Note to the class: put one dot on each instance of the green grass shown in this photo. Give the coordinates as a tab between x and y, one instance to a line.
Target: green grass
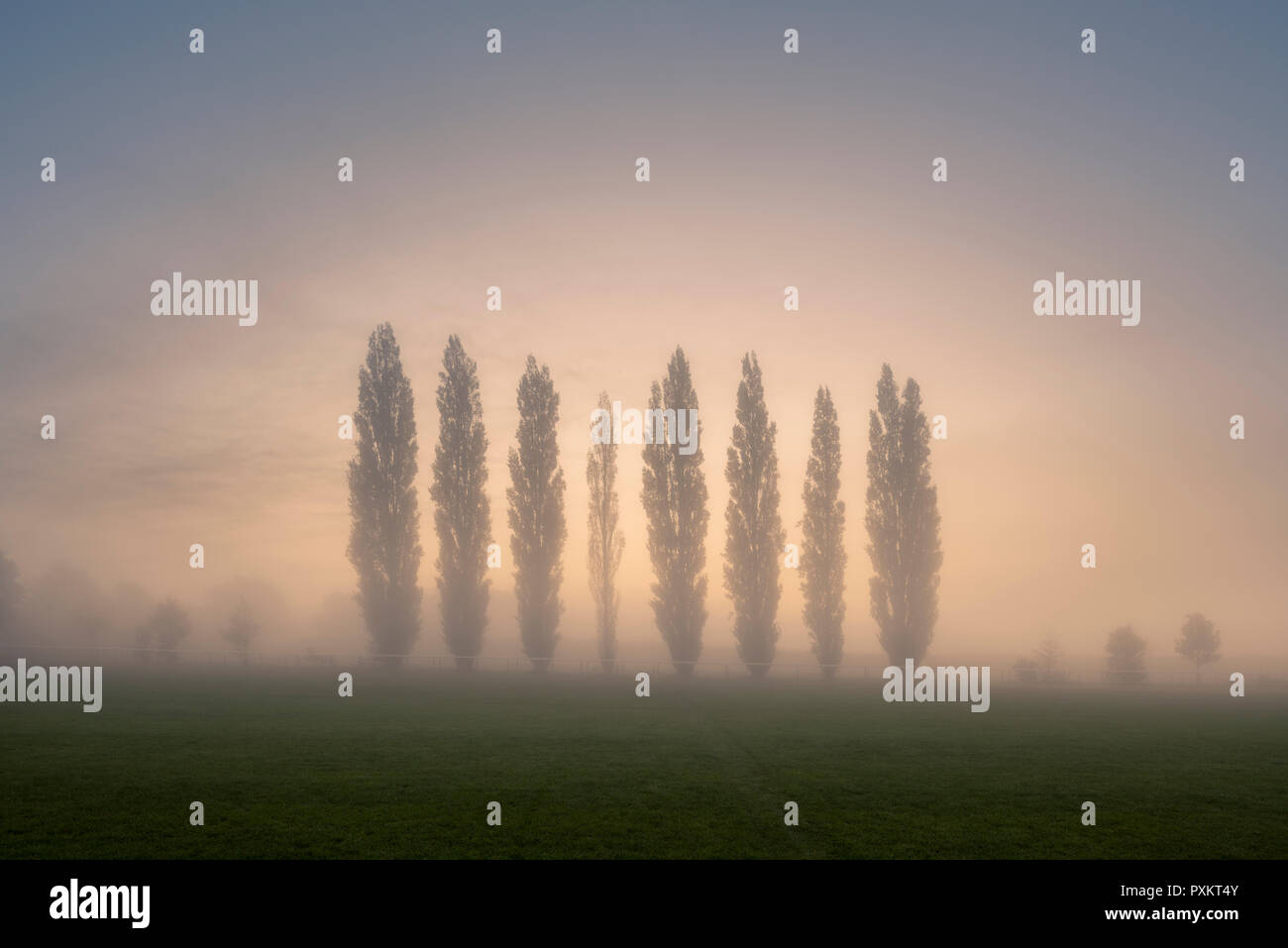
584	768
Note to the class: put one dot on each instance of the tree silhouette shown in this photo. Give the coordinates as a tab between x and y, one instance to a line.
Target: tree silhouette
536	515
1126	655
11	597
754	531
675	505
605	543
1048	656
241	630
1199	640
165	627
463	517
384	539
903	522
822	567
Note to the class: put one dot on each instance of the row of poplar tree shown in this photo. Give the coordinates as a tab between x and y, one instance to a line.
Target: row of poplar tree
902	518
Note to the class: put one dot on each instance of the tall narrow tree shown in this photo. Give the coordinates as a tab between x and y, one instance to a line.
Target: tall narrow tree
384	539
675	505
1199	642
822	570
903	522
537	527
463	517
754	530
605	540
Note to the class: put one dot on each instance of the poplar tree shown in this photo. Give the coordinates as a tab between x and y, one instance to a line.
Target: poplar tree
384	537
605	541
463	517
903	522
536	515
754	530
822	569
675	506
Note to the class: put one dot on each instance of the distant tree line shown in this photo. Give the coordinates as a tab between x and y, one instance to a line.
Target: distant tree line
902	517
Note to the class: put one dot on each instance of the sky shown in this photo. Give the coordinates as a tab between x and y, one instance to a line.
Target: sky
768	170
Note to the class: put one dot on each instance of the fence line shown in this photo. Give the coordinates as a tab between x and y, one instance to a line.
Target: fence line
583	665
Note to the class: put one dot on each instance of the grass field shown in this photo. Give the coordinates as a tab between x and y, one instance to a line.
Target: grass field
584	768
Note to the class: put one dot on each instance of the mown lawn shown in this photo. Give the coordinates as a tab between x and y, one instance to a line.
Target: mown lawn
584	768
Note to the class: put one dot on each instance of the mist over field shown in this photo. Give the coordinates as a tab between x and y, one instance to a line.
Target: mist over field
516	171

_ _ _ _

Please set out the whole listing above as a numbered list, skipping any blank lines and leaving the picture out of your answer.

1. Note to the class: put one dot on each instance of the green grass shown in this photo. Give the coordinates as a tab between x and y, one instance to a line.
2. Target: green grass
3. 584	768
4. Note to the class: put one dot on each instance of the tree silhouette shown in this photo. Give the coordinates as a tab between x and y, one instance to a line.
5. Target: tree silhouette
6. 536	515
7. 1126	655
8. 11	597
9. 754	531
10. 675	505
11. 605	543
12. 1048	656
13. 241	630
14. 1199	640
15. 165	627
16. 463	517
17. 384	539
18. 903	522
19. 822	567
20. Note to the class: put one dot on each instance of the row of poplar tree shown in this photo. Give the coordinates as a tab between x and y, one instance to a line.
21. Target: row of poplar tree
22. 902	518
23. Note to the class: put one dot on each instance of the tall narrow tree shown in this photo. Give the coordinates as a tab between x and y, one instance to a line.
24. Target: tall narrow tree
25. 384	539
26. 675	505
27. 1199	642
28. 822	570
29. 903	522
30. 537	527
31. 463	517
32. 754	530
33. 605	540
34. Note to the class: put one dot on each instance of the poplar tree shown in this photo. Give the coordinates as a tab between x and y, one instance to a line.
35. Target: poplar tree
36. 384	537
37. 605	541
38. 463	517
39. 903	522
40. 536	515
41. 754	530
42. 822	569
43. 675	506
44. Note to the class: put one dot on each instance of the distant tree line shown in this photo. Give the coordinates as a tab between x and y, one instance to a line.
45. Target: distant tree line
46. 902	517
47. Note to the class: put one dot on each instance of the sky shown in this photo. Give the coordinates as a tab between x and y, one instance to a line.
48. Target: sky
49. 768	170
50. Note to the class: put one dot on each instance of the fence line shown in this photo. Give the coordinates as a tab between x and y, one instance to a line.
51. Target: fence line
52. 583	665
53. Note to the class: put one dot on each instance of the grass field shown in this photo. Give the coordinates as a tab between x and y, one instance to a line.
54. Target: grass field
55. 584	768
56. Note to the class: put one dot on each instance of the mown lawn shown in this photo. Give the coordinates as a tab between x and y, one instance to a line.
57. Target: mown lawn
58. 584	768
59. Note to the class: put one dot on each instance of the mist over field shown in this photo. Give the coordinates as a tab between x and y, one instance to a line.
60. Target: mist over field
61. 516	171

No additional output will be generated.